## PROVIDED ENTRIES
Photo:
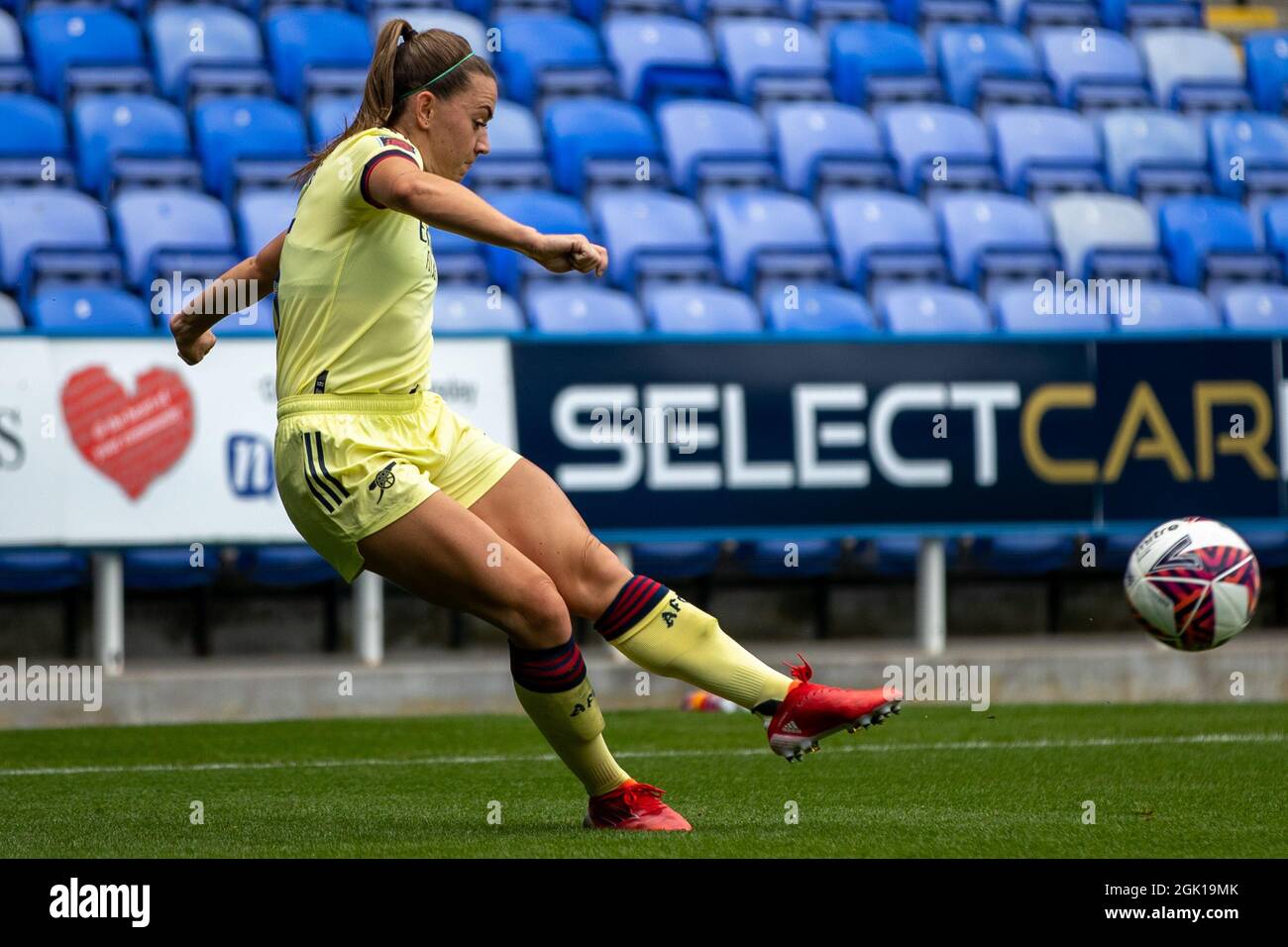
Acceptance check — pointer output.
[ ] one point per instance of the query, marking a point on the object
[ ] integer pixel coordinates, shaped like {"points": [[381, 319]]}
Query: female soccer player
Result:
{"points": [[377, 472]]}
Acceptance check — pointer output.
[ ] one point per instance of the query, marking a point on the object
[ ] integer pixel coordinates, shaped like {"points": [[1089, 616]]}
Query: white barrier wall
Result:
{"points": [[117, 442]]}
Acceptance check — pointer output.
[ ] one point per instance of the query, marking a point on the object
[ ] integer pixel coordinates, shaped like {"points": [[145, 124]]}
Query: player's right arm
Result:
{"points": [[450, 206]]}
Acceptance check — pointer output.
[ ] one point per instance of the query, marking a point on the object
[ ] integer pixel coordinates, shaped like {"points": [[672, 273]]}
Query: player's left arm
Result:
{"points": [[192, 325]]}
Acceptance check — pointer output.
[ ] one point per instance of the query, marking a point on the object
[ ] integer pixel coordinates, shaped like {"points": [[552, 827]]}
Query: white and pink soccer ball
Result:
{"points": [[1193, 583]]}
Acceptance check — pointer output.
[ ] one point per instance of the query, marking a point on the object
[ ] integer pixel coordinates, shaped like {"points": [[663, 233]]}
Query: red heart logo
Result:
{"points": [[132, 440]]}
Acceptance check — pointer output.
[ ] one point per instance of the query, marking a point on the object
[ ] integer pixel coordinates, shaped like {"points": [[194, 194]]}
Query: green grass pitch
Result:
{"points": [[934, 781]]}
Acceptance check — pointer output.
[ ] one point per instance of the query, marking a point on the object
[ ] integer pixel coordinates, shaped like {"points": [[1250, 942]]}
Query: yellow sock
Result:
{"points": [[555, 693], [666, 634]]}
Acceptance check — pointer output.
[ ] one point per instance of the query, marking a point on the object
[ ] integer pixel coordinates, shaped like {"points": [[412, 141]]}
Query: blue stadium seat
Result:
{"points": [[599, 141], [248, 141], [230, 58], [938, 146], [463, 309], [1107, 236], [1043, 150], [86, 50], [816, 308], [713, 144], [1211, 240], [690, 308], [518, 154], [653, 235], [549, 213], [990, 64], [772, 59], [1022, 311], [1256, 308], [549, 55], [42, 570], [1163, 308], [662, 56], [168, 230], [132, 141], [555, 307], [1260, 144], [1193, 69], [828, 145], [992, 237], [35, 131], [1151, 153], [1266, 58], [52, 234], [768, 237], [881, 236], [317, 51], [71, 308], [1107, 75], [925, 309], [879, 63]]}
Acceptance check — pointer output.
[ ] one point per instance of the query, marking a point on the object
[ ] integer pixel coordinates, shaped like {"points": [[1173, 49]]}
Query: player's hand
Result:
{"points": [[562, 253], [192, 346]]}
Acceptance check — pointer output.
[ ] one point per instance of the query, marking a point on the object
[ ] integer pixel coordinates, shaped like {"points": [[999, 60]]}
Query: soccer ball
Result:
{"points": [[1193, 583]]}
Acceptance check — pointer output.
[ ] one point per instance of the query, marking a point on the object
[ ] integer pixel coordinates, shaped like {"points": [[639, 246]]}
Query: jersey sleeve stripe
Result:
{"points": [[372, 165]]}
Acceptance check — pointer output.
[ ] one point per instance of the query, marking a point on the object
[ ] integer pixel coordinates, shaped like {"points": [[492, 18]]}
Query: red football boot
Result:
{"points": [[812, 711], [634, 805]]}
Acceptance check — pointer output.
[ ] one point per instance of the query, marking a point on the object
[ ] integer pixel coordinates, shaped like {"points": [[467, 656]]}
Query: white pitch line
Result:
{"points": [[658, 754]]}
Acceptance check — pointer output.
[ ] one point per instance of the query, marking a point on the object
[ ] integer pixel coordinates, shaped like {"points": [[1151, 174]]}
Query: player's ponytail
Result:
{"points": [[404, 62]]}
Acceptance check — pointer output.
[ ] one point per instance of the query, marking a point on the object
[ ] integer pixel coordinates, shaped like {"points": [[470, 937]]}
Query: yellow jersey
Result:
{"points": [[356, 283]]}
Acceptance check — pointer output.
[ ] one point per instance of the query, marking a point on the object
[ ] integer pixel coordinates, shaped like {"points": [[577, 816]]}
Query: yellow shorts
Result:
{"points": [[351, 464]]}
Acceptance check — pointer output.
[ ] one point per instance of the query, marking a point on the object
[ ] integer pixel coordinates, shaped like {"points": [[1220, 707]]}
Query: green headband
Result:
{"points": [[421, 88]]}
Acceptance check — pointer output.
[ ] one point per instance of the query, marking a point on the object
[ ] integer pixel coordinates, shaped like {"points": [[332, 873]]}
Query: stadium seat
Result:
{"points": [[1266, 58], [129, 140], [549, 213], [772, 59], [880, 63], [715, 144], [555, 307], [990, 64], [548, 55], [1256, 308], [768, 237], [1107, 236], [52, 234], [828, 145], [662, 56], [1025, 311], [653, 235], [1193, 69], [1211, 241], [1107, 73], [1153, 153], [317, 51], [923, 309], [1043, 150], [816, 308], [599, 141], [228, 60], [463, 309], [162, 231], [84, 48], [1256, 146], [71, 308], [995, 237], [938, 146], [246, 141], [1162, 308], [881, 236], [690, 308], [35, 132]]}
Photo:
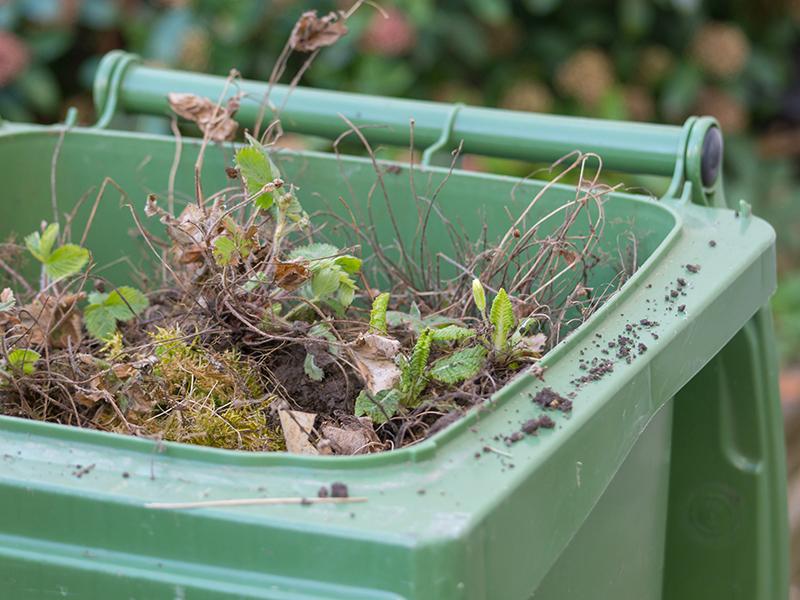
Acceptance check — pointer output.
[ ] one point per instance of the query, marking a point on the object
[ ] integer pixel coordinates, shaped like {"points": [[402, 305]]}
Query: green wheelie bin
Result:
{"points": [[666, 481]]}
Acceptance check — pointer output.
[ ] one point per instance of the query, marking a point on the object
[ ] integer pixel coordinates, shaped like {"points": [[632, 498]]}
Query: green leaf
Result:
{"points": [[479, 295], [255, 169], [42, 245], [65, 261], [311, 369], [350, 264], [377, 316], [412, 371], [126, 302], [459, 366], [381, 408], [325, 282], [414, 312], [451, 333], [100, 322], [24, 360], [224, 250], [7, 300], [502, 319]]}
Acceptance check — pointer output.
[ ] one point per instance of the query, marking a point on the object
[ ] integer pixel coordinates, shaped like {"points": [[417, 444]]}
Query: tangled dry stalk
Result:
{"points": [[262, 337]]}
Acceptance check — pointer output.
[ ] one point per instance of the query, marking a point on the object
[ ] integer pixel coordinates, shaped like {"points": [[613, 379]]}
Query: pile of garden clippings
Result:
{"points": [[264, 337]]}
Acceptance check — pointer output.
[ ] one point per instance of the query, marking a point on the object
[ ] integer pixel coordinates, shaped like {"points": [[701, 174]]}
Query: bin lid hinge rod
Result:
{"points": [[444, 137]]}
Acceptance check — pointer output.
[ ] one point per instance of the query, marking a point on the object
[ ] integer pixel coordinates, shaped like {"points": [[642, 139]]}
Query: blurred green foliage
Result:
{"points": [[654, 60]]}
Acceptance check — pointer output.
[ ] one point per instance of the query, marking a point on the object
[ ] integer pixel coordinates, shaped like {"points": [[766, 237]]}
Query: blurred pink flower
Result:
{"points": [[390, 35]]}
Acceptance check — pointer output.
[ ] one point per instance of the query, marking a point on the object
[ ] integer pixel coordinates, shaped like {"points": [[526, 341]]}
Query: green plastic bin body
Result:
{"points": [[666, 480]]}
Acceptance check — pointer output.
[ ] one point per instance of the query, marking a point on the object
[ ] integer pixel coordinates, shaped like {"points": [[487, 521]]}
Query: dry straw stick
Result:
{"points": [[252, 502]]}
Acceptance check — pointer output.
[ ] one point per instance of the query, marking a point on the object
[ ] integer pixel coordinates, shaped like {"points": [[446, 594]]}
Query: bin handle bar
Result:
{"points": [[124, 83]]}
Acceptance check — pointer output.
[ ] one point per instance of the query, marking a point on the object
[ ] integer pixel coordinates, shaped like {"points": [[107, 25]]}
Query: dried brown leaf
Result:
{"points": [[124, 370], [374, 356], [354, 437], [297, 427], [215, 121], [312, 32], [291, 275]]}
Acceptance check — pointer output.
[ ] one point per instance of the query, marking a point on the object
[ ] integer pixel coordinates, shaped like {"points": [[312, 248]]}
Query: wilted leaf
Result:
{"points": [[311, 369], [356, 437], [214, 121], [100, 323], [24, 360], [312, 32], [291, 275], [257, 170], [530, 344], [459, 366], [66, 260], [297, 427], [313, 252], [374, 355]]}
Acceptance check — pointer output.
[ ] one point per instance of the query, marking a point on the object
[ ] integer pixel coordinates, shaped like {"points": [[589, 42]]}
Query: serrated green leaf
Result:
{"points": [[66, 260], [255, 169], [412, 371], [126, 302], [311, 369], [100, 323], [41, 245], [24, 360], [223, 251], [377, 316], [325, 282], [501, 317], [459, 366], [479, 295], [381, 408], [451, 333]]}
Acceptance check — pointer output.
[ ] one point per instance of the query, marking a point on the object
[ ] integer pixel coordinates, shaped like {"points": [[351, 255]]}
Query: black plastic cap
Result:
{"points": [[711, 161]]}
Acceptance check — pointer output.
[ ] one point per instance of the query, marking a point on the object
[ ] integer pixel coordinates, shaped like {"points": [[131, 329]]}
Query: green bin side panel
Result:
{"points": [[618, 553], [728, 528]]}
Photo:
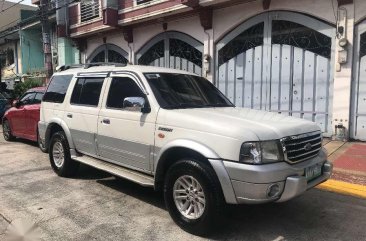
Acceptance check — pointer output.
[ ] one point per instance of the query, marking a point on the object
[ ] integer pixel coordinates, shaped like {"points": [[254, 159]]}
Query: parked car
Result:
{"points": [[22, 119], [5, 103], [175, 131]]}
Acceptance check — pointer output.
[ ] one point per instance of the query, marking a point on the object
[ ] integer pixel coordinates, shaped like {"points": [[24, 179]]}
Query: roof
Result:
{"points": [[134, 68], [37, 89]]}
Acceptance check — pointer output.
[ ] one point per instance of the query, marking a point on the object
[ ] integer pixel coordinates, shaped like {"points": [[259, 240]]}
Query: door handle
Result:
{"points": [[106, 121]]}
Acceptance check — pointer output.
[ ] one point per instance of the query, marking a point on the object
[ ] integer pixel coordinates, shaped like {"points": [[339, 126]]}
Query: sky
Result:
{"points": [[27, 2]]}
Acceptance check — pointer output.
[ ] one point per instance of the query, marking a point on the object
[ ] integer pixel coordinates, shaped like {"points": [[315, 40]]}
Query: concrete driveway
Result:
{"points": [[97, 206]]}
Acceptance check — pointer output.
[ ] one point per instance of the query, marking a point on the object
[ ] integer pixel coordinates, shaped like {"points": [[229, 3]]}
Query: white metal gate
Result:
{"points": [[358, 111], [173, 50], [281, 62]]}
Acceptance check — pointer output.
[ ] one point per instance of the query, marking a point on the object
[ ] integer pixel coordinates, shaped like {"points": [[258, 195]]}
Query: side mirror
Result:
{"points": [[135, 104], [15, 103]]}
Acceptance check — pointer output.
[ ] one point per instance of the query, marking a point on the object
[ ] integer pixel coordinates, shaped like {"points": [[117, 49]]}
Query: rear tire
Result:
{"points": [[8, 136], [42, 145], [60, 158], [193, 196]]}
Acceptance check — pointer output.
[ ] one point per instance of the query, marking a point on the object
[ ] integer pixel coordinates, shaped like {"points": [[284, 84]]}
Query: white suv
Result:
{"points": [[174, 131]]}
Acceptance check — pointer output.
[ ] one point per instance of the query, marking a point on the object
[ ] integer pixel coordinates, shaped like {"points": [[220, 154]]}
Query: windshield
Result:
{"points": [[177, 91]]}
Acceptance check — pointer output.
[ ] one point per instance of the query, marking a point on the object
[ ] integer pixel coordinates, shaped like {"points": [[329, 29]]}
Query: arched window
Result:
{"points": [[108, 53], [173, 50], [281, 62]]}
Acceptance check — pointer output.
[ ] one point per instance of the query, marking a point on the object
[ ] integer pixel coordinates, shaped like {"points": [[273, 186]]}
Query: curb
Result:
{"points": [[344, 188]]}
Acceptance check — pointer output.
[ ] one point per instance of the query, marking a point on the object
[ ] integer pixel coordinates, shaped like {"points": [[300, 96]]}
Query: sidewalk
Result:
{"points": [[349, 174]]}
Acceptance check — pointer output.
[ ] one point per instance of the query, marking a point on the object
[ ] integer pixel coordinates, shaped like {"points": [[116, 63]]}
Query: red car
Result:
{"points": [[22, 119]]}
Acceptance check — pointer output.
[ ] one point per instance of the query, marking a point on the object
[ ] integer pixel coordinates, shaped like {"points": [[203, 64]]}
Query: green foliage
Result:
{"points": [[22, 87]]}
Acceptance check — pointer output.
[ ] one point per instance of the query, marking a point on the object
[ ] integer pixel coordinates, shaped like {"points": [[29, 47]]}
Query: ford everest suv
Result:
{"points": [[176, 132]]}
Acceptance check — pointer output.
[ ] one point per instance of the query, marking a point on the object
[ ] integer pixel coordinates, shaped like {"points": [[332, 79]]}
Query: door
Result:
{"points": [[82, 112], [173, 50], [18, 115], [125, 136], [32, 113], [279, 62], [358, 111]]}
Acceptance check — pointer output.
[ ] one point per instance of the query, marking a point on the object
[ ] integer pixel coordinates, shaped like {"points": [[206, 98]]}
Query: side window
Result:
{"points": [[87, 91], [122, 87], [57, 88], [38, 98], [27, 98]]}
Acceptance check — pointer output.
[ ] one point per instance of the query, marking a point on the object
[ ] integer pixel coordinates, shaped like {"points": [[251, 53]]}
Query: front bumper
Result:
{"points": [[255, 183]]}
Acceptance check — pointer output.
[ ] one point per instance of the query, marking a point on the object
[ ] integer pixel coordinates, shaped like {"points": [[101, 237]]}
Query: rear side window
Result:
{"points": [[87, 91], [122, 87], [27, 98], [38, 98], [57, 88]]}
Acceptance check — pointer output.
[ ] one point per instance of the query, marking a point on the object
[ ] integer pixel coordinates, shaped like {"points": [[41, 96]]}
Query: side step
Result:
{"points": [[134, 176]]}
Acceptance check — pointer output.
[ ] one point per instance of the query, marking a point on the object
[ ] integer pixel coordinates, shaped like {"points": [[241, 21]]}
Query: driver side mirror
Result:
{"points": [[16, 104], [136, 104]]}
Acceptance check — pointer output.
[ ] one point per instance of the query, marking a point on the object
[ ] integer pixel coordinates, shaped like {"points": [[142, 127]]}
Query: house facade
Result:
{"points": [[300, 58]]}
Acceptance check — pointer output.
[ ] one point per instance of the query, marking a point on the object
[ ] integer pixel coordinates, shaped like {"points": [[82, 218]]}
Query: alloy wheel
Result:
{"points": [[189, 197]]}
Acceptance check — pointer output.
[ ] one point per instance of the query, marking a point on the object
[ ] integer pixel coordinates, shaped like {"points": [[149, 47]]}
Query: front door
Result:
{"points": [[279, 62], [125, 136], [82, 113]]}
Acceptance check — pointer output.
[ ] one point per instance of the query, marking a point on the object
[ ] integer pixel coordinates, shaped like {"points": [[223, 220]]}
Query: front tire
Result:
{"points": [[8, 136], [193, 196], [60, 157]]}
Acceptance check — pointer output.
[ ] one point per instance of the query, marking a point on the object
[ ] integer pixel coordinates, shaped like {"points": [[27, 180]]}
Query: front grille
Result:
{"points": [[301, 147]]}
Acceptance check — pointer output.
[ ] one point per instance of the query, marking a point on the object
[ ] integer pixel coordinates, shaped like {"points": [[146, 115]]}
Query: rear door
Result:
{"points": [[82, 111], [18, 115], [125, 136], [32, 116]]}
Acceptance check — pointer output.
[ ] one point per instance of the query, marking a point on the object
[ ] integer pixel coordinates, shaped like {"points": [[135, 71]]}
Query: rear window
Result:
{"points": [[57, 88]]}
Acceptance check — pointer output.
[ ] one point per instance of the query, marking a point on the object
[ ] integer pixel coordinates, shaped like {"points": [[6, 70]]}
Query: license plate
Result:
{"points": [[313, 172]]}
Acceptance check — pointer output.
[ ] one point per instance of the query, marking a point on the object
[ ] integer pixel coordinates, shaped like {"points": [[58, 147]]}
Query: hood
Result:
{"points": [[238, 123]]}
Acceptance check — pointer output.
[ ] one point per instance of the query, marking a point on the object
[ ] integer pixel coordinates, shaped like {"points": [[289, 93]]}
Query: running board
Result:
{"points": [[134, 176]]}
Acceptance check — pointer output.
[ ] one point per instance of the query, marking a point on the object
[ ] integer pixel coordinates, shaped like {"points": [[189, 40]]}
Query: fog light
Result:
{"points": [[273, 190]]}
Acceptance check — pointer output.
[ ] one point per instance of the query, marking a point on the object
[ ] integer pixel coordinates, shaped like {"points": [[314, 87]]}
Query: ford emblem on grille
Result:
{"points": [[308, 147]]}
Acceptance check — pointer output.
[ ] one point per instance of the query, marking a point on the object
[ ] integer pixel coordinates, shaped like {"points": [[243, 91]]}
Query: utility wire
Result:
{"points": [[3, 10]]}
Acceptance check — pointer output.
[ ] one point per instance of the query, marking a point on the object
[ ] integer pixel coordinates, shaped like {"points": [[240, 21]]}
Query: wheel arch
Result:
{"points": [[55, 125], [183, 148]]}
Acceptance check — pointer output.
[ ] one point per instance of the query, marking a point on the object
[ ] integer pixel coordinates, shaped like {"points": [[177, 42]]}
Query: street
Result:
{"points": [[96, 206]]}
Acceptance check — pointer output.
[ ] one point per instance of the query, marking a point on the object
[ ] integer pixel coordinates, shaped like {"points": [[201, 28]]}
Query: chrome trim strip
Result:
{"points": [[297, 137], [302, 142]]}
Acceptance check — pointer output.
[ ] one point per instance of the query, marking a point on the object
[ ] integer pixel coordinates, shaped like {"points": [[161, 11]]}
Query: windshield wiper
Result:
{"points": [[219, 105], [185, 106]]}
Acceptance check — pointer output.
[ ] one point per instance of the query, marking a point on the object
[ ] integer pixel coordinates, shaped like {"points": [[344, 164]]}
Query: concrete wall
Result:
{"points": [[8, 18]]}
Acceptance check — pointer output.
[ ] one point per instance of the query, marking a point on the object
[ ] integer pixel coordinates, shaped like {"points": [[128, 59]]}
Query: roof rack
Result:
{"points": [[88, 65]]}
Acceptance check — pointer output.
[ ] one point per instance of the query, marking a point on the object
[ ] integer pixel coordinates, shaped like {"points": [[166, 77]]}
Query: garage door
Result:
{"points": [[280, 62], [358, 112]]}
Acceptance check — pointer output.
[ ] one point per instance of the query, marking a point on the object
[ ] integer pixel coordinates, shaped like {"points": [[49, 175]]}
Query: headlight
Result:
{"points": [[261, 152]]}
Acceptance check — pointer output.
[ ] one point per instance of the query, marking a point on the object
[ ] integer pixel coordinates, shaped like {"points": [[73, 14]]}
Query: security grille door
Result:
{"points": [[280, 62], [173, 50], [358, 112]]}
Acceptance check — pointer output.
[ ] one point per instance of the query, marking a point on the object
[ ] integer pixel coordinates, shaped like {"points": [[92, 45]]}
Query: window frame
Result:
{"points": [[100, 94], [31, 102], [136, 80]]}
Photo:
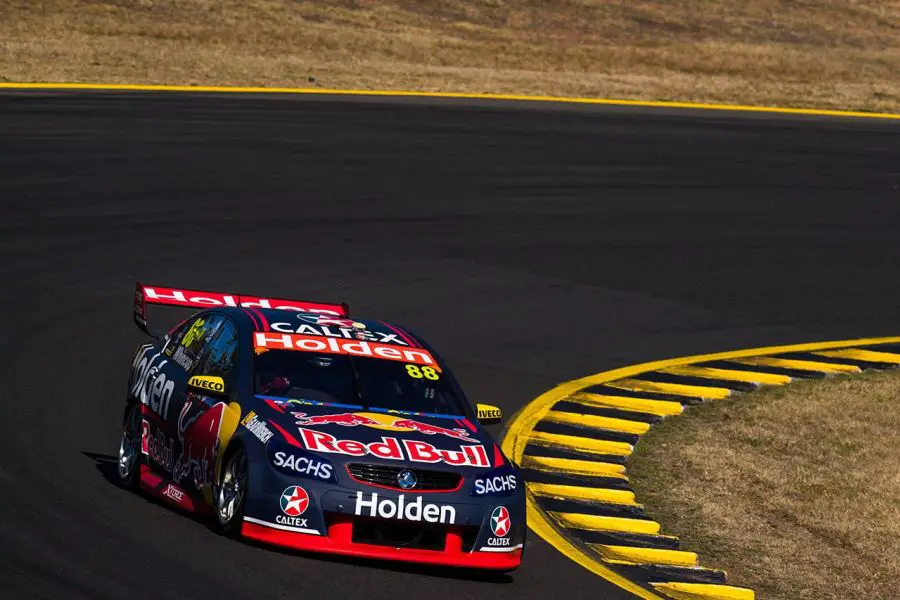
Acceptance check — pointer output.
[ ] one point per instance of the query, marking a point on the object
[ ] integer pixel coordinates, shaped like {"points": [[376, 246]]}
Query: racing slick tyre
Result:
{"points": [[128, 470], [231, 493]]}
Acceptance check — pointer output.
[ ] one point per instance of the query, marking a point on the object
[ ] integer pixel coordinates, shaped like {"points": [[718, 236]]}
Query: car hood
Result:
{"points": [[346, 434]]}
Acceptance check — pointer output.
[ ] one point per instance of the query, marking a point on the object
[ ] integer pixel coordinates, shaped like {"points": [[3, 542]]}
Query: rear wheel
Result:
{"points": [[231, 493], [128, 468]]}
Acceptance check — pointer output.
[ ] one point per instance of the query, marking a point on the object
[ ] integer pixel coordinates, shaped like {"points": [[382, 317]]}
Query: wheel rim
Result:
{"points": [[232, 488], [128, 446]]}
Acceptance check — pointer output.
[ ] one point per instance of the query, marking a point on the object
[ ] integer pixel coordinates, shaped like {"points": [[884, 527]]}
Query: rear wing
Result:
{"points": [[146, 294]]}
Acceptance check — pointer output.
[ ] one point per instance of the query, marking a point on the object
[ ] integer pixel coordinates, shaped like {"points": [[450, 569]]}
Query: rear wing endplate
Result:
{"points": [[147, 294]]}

## EXERCISE
Gather every line in the records above that contains the word "grille" and list those lines.

## FULL SOLUTION
Query: front grille
Query: ford emblem on grille
Query: security grille door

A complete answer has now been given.